Exercise details – The required output is the line that contains "the goose bending" plus every line after it in the listing below, copied exactly as it appears.
■ ■ ■
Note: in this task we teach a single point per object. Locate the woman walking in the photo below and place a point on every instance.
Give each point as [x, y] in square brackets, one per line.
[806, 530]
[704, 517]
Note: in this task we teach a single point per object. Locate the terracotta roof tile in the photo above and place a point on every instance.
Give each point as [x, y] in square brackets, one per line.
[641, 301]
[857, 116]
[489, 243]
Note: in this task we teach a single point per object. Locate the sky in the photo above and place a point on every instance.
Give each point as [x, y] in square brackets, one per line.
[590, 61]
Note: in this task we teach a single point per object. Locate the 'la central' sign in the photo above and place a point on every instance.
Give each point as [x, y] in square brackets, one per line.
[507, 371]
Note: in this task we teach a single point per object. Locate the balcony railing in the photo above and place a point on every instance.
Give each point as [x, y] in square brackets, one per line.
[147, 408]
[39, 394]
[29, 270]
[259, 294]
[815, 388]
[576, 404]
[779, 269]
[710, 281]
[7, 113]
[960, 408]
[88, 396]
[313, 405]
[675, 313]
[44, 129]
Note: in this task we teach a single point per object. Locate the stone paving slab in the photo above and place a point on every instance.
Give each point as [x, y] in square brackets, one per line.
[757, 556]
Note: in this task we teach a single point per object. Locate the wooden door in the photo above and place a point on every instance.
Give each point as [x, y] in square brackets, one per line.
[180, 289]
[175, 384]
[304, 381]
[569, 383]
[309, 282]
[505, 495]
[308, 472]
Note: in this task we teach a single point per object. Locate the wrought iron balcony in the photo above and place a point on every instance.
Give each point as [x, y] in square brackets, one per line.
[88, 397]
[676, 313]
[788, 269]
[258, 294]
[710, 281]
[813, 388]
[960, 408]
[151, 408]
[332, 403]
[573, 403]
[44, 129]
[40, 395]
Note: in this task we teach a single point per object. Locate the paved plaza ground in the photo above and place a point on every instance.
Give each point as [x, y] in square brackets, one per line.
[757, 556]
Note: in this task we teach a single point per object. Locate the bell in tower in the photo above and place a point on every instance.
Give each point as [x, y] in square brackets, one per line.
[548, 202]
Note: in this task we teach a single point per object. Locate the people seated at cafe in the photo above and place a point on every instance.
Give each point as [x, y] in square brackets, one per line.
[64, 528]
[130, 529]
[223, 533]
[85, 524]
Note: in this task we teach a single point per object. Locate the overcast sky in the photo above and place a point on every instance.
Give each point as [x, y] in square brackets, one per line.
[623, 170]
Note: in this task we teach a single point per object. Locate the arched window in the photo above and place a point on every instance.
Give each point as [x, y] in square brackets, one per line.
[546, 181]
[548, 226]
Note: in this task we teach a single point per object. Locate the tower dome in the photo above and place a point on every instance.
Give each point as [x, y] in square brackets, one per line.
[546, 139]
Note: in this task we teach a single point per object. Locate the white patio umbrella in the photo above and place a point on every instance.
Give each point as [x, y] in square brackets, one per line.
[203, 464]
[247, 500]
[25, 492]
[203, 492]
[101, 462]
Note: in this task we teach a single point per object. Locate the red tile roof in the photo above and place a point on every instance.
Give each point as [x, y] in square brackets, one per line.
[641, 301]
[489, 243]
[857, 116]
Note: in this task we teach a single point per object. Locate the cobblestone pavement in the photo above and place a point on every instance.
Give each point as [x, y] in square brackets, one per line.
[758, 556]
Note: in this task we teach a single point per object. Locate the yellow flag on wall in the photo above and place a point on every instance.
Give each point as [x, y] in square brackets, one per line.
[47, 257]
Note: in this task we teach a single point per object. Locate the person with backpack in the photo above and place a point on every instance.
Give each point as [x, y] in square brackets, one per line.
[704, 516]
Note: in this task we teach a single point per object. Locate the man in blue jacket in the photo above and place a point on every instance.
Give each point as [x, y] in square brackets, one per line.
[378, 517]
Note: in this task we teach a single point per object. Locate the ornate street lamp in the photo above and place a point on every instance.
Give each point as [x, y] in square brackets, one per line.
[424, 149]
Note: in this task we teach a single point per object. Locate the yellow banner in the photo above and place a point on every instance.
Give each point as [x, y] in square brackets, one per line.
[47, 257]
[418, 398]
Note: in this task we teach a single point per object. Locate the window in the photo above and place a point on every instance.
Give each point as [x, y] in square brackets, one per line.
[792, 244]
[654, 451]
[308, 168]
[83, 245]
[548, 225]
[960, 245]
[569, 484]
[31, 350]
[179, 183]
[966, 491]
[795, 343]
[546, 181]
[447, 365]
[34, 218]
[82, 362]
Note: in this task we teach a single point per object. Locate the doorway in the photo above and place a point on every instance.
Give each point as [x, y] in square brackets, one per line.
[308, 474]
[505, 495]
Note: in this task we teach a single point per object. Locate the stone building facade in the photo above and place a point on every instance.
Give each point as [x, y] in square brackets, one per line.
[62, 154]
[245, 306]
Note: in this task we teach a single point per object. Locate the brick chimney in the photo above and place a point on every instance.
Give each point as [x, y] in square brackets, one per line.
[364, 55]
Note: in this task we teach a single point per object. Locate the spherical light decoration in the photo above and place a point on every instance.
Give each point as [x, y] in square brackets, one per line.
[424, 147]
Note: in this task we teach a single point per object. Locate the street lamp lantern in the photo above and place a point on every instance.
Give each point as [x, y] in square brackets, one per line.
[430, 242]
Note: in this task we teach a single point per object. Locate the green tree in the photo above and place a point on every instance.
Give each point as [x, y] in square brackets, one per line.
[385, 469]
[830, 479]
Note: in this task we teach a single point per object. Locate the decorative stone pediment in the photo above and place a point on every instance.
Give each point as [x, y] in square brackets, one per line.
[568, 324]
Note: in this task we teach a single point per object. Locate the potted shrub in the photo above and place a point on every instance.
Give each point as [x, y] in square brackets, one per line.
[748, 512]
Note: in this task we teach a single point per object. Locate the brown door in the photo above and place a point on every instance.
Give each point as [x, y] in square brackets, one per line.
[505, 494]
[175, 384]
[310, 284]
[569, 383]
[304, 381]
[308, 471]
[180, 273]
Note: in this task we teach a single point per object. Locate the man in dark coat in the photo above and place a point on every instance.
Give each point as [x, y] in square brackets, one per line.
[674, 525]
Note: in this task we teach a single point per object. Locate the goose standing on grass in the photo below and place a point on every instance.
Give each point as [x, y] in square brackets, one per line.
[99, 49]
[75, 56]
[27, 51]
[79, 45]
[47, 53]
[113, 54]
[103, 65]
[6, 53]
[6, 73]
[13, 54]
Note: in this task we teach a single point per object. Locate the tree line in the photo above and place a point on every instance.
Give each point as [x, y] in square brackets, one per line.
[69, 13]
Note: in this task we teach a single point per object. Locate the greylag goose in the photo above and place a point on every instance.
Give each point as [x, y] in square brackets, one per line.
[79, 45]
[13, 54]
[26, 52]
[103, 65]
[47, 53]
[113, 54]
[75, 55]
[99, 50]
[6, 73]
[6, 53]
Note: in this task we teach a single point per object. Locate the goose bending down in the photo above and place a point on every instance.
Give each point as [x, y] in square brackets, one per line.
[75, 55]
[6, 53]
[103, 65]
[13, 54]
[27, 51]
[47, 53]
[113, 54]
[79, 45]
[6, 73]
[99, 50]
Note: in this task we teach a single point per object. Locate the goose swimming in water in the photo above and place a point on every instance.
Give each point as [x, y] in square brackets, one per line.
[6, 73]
■ ■ ■
Correct answer –
Note: in this task we teach a single point per object. Locate the goose bending down in the photo above and place a point on every instance.
Give each point as [x, y] in square brackets, one per line.
[75, 55]
[6, 53]
[103, 65]
[13, 54]
[27, 51]
[47, 53]
[113, 54]
[79, 45]
[6, 73]
[99, 50]
Note: in this task we teach a single point per object. Locate the goose swimming in water in the photo above and place a point on every instance.
Give each point as [x, y] in square brackets, one per line.
[6, 73]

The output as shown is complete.